UM(A) DESEMPREGADO(A) TAMBÉM É UMA PESSOA
Um dos problemas quando se aborda o tema desemprego é o grande peso dos dados numéricos. Esquecemo-nos com demasiada frequência que por detrás de cada desempregado(a) está uma pessoa concreta. Com os seus sonhos, as suas esperanças, as suas ambições. Com a sua realidade familiar. Está um pai, uma mãe, um filho, uma filha, um irmão, uma irmã. Muitas vezes, demasiadas mesmo, está uma família inteira.
O aumento do desemprego é sinónimo de dificuldades económicas para centenas de milhar de famílias. É sinónimo de dificuldades no acesso a bens e serviços essenciais. É sinónimo de novas vagas de emigração. É sinónimo de degradação das condições de vida. É sinónimo de endividamento. É sinónimo de situações de pobreza, miséria e exclusão social.
Raramente é, ao contrário do que diz a cartilha neoliberal, sinónimo de “novas oportunidades”. Aliás como o poderia ser se em Portugal, como já demonstrámos em artigo anterior («A nudez crua da verdade», edição de 12/6), se empobrece a TRABALHAR?
Vamos à dura realidade dos números (vide os estudos do economista Eugénio Rosa referidos em http://ocastendo.blogs.sapo.pt/33243.html):
A taxa de desemprego em sentido restrito atingiu, no final do 2º trimestre de 2007, os 7,9%. O que corresponde a 440 500 trabalhadores no desemprego. Este é o valor mais elevado registado no segundo trimestre do ano, desde que o INE iniciou a actual série de Inquéritos ao Emprego em 1998.
O número de desempregados subiu 8,6% em relação ao trimestre homólogo do ano anterior (+ 34 900 trabalhadores no desemprego).
O aumento do desemprego atinge esmagadoramente as mulheres e por esta razão a taxa de desemprego das mulheres está nos 9,4%. Dos 34 900 trabalhadores a mais desempregados entre o 2º trimestre de 2006 e o 2º trimestre de 2007, verifica-se que 32 700 trabalhadores são mulheres.
A taxa de desemprego dos jovens (15-24 anos) atingiu o valor de 15,3%, quase o dobro da média nacional.
O desemprego dos trabalhadores licenciados subiu 25,1% de um ano para o outro. Existem hoje 50 800 trabalhadores licenciados no desemprego, mais 10 200 do que no 2º trimestre do ano passado.
Cerca de metade do desemprego é de longa duração. No final do 2º trimestre de 2007 tínhamos 221 mil trabalhadores que procuram emprego há menos de 12 meses e 216 400 trabalhadores que procuram emprego há mais de 1 ano.
A evolução do emprego acompanha o modelo de desenvolvimento económico cujo perfil é de emprego pouco qualificado. As únicas profissões que no último ano viram a população empregada aumentar foram o "pessoal dos serviços e vendedores" (mais 16 700 pessoas) e os trabalhadores não qualificados (50 mil trabalhadores). Em contrapartida reduziu-se o número de quadros superiores (-48 300), o de trabalhadores intelectuais (-11 400), o de técnicos e profissionais de nível intermédio (- 8 600) e o de operários, artífices e trabalhadores similares (-17 600).
□ □ □ □ □
• [Tarefa A]
Responda com base no excerto sobre o desemprego:
(i) Que taxa de desemprego em sentido restrito se atingiu no final do 2º trimestre de 2007?
(ii) Qual é a taxa de desemprego dos jovens entre os 15 e os 24 anos?
(iii) Quantos trabalhadores licenciados estão hoje no desemprego?
• [Tarefa B] Transcreva do excerto sobre o desemprego o trecho que começa nas palavras "Cerca de metade" e termina depois de "similares (-17 600).".
As linhas abaixo não servem para esta parte.

• [Dados fornecidos]
□ □ □ □ □
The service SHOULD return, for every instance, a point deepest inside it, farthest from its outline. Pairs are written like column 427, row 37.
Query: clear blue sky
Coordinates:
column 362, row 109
□ □ □ □ □
• [Resposta completa A]
(i) Atingiu-se uma taxa de 7,9%.
(ii) A taxa de desemprego dos jovens é de 15,3%.
(iii) Estão no desemprego 50 800 trabalhadores licenciados.

• [Resposta completa B]
Cerca de metade do desemprego é de longa duração. No final do 2º trimestre de 2007 tínhamos 221 mil trabalhadores que procuram emprego há menos de 12 meses e 216 400 trabalhadores que procuram emprego há mais de 1 ano.
A evolução do emprego acompanha o modelo de desenvolvimento económico cujo perfil é de emprego pouco qualificado. As únicas profissões que no último ano viram a população empregada aumentar foram o "pessoal dos serviços e vendedores" (mais 16 700 pessoas) e os trabalhadores não qualificados (50 mil trabalhadores). Em contrapartida reduziu-se o número de quadros superiores (-48 300), o de trabalhadores intelectuais (-11 400), o de técnicos e profissionais de nível intermédio (- 8 600) e o de operários, artífices e trabalhadores similares (-17 600).